- Page excerpt

start

A tiny little Distortion Generator that:

is a GREAT FUZZ/Distortion (with toggle switch set to "Flame" position)

is a Phenomenal clean-boost, and overdrive as well (with toggle switch set to "Spark" setting)

has something I came up with called Max-end-all 2 Band EQ: an excellent hi-cut with a great Bass control having the proprietary ability to bring in incredible sounding midrange when the pot reaches around 3 o'clock on its rotation.

can be so raw yet can be so refined, and so musically useable that it defies description and musical boundries..don't be confused when you see this on Country rigs and Top 40 pedalboards..sometimes you get lucky and develop something truly unique.

Stompbox Fever
Fulltone Catalyst
Tested by Art Thompson
Recently added to Fulltone’s sprawling line of distortion pedals is the Catalyst ($159 street), a booster/distortion/fuzz that features Drive and Level knobs, a Flame/Spark mini-toggle switch, and two trimmer-sized knobs labeled Bass/Mids and Treble. As will all Fulltone products we’ve tested, the Catalyst is well made inside and out. The metal case is finished in hip looking orange paint and sports knurled screws that make it easy to open for battery replacement (a 2.1mm adapter jack for external power is also provided).
Tested with a Gibson Les Paul ’68 Black Beauty reissue, a PRS Mira and SC245, and a Fender Strat and Tele, the Catalyst ignited a bunch of cool tones. With the Gain control at it lowest setting and the mini-toggle in Spark position, the Catalyst is at its clean-boost best, capable of delivering an amp pummeling signal as you turn up the Volume knob. This is where you can get a classic “treble booster” response, which is great for coaxing wicked, ’70s-style distortion from vintage amps that don’t have a lot of front-end gain. Turning up the Catalyst’s Gain knob yields progressively more grind until a singing sustain is reached at the maximum setting. What’s cool is that the Volume control provides exactly the output level you need regardless of where the Gain is set. Switching to the Flame setting brings on way more gain and output, and is the mode to use for heavy crunch and lead tones. The Catalyst’s excellent 2-band EQ comes into play here to dramatically shape the character of these sounds. Fuzz tones are elicited by turning the Treble up past halfway, which intensifies the bite and summons the square-wave harmonics. Pulling back on the Treble and turning up the Bass/Mids control emphasizes the even-order harmonics to yield smoother and more tube-like distortion. This control also starts adding punchy midrange when set to 10 o’ clock or higher.

end

- Aim of the task
Reproduce the Fulltone Catalyst text between "is a Phenomenal" and "something truly unique.", inclusive.

Entries for pointing and labeling
start

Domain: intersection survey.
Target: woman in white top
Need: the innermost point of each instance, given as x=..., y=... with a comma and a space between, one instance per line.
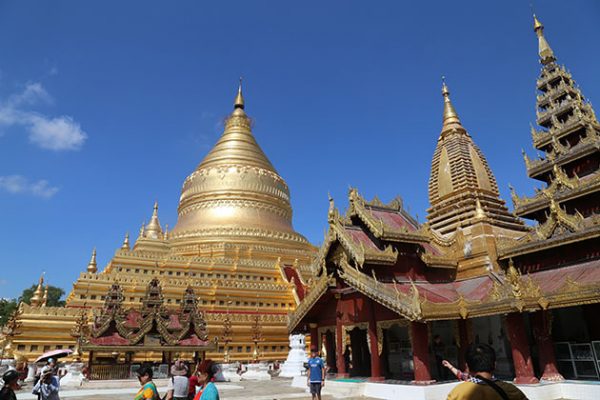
x=177, y=388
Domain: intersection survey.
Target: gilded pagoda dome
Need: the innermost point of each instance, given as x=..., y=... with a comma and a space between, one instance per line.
x=235, y=192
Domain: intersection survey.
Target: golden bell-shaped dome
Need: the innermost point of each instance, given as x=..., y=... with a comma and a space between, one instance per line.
x=235, y=192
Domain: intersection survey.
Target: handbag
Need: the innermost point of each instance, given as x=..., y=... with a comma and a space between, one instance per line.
x=494, y=386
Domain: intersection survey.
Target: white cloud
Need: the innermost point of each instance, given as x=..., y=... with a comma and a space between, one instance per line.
x=61, y=133
x=52, y=133
x=17, y=184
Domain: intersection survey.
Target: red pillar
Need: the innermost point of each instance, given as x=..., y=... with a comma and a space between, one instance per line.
x=420, y=347
x=542, y=326
x=520, y=349
x=463, y=337
x=314, y=337
x=339, y=338
x=375, y=359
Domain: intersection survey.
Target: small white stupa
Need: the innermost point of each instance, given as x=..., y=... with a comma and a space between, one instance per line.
x=294, y=364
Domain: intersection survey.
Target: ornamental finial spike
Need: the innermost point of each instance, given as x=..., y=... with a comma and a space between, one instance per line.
x=125, y=245
x=544, y=50
x=450, y=119
x=37, y=298
x=92, y=266
x=239, y=99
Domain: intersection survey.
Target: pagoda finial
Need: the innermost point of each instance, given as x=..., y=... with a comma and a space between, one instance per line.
x=125, y=245
x=545, y=52
x=239, y=99
x=45, y=297
x=36, y=299
x=450, y=119
x=92, y=266
x=153, y=229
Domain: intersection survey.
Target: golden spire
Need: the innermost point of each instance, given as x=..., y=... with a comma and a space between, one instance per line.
x=142, y=230
x=36, y=299
x=92, y=266
x=239, y=99
x=545, y=52
x=153, y=229
x=450, y=119
x=45, y=298
x=125, y=245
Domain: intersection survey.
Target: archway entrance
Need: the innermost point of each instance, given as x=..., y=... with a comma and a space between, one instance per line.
x=360, y=362
x=397, y=353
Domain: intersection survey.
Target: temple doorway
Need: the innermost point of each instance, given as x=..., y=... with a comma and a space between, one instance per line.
x=328, y=349
x=491, y=330
x=396, y=353
x=360, y=357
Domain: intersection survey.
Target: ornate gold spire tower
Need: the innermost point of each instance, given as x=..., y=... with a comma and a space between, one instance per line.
x=92, y=265
x=38, y=295
x=235, y=194
x=234, y=225
x=462, y=187
x=545, y=52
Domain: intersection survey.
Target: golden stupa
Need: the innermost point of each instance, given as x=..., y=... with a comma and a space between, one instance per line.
x=232, y=241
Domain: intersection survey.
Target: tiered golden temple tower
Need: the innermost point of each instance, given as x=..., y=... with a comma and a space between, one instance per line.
x=466, y=209
x=232, y=239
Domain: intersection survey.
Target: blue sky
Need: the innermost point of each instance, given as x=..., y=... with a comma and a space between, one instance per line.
x=108, y=106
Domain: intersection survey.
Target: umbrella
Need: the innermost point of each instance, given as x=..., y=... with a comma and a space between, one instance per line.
x=54, y=354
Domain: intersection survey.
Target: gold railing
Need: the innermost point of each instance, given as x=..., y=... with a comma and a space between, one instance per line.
x=106, y=372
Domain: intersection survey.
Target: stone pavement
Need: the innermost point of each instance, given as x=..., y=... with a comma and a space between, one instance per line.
x=276, y=389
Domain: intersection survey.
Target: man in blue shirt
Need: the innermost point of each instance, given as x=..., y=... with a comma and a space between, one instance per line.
x=316, y=374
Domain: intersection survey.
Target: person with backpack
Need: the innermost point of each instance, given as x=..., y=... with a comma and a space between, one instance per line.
x=482, y=385
x=148, y=389
x=11, y=383
x=48, y=385
x=177, y=388
x=206, y=376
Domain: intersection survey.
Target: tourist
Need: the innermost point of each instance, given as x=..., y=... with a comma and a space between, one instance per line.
x=11, y=383
x=193, y=383
x=460, y=375
x=481, y=361
x=148, y=390
x=177, y=388
x=206, y=377
x=316, y=374
x=47, y=387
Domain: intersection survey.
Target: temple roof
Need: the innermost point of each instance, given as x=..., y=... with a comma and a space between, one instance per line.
x=235, y=191
x=474, y=297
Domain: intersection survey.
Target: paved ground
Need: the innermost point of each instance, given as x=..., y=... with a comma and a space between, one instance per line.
x=276, y=389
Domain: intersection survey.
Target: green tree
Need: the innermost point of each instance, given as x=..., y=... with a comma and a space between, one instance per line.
x=7, y=307
x=54, y=296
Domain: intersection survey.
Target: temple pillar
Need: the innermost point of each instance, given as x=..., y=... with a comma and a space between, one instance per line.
x=375, y=359
x=420, y=347
x=339, y=339
x=314, y=337
x=463, y=342
x=542, y=328
x=515, y=327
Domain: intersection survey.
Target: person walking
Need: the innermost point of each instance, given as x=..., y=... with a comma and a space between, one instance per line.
x=481, y=361
x=177, y=388
x=206, y=377
x=48, y=386
x=148, y=389
x=11, y=383
x=316, y=374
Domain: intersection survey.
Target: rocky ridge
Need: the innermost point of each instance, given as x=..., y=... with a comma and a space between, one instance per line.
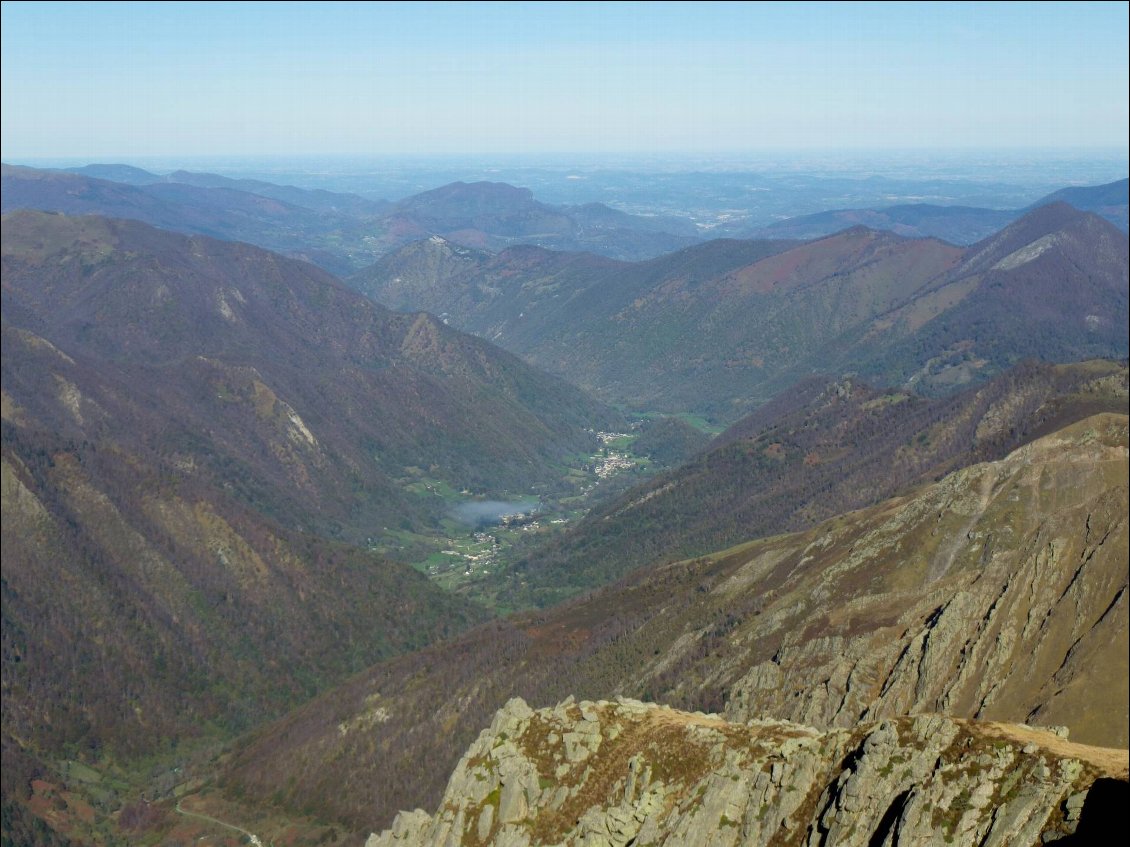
x=997, y=594
x=611, y=774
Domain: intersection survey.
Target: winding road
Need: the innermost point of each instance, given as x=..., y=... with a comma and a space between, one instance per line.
x=251, y=836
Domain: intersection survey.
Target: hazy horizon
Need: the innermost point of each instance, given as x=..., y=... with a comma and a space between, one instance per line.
x=129, y=81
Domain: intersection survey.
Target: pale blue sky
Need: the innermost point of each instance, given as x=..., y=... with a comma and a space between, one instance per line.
x=97, y=79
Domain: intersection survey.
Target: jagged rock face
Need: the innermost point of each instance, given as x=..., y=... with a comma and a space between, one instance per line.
x=1008, y=602
x=625, y=773
x=998, y=593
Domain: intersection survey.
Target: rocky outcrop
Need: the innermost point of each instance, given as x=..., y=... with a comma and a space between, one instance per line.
x=625, y=773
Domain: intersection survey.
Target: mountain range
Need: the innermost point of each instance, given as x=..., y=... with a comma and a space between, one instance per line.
x=341, y=233
x=998, y=593
x=720, y=328
x=954, y=224
x=199, y=436
x=858, y=603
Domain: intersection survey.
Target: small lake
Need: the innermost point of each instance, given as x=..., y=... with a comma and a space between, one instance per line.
x=487, y=513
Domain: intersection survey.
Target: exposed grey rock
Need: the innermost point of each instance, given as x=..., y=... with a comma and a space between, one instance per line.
x=639, y=774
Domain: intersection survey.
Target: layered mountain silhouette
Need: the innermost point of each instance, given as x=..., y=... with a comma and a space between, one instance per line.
x=910, y=540
x=954, y=224
x=339, y=232
x=998, y=593
x=199, y=436
x=817, y=450
x=722, y=326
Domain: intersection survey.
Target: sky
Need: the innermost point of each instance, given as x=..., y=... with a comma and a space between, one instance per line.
x=94, y=80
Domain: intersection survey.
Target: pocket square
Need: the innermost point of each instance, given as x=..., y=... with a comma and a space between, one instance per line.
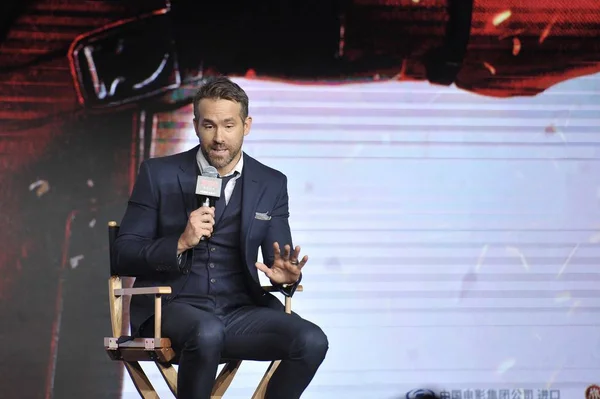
x=262, y=216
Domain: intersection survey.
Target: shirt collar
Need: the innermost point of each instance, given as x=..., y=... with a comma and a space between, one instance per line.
x=203, y=163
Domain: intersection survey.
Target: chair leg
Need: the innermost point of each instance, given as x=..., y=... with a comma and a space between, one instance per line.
x=141, y=381
x=261, y=390
x=224, y=379
x=170, y=376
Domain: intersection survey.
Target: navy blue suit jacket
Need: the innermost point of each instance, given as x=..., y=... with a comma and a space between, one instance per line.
x=157, y=213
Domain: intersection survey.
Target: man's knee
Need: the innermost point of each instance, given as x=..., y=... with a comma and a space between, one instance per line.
x=206, y=337
x=312, y=342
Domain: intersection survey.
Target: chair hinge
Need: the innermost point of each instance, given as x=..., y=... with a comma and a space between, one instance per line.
x=149, y=343
x=112, y=344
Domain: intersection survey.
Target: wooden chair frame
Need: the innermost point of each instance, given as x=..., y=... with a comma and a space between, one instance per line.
x=158, y=349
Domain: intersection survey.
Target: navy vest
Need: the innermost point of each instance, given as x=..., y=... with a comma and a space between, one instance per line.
x=217, y=281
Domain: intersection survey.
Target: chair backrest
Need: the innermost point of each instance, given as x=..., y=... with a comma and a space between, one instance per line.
x=113, y=232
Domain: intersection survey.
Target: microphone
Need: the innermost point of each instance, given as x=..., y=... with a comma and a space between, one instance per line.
x=208, y=186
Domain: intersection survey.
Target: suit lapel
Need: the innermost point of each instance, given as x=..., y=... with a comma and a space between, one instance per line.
x=187, y=177
x=253, y=191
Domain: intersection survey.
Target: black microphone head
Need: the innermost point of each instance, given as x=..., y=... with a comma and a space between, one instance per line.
x=210, y=171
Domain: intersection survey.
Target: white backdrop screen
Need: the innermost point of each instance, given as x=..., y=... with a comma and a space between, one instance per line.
x=453, y=238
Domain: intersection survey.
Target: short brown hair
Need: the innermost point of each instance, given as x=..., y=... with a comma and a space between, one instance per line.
x=221, y=87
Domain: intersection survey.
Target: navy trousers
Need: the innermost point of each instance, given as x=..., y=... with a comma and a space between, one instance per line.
x=201, y=338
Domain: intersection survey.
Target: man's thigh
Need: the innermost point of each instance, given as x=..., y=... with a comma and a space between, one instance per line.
x=261, y=333
x=180, y=321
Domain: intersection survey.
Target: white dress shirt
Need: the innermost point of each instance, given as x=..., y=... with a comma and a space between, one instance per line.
x=203, y=163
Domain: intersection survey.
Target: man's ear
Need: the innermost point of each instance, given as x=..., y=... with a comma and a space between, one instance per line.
x=247, y=125
x=195, y=121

end

- Answer for this exercise
is a Phenomenal clean-boost, and overdrive as well (with toggle switch set to "Spark" setting)

has something I came up with called Max-end-all 2 Band EQ: an excellent hi-cut with a great Bass control having the proprietary ability to bring in incredible sounding midrange when the pot reaches around 3 o'clock on its rotation.

can be so raw yet can be so refined, and so musically useable that it defies description and musical boundries..don't be confused when you see this on Country rigs and Top 40 pedalboards..sometimes you get lucky and develop something truly unique.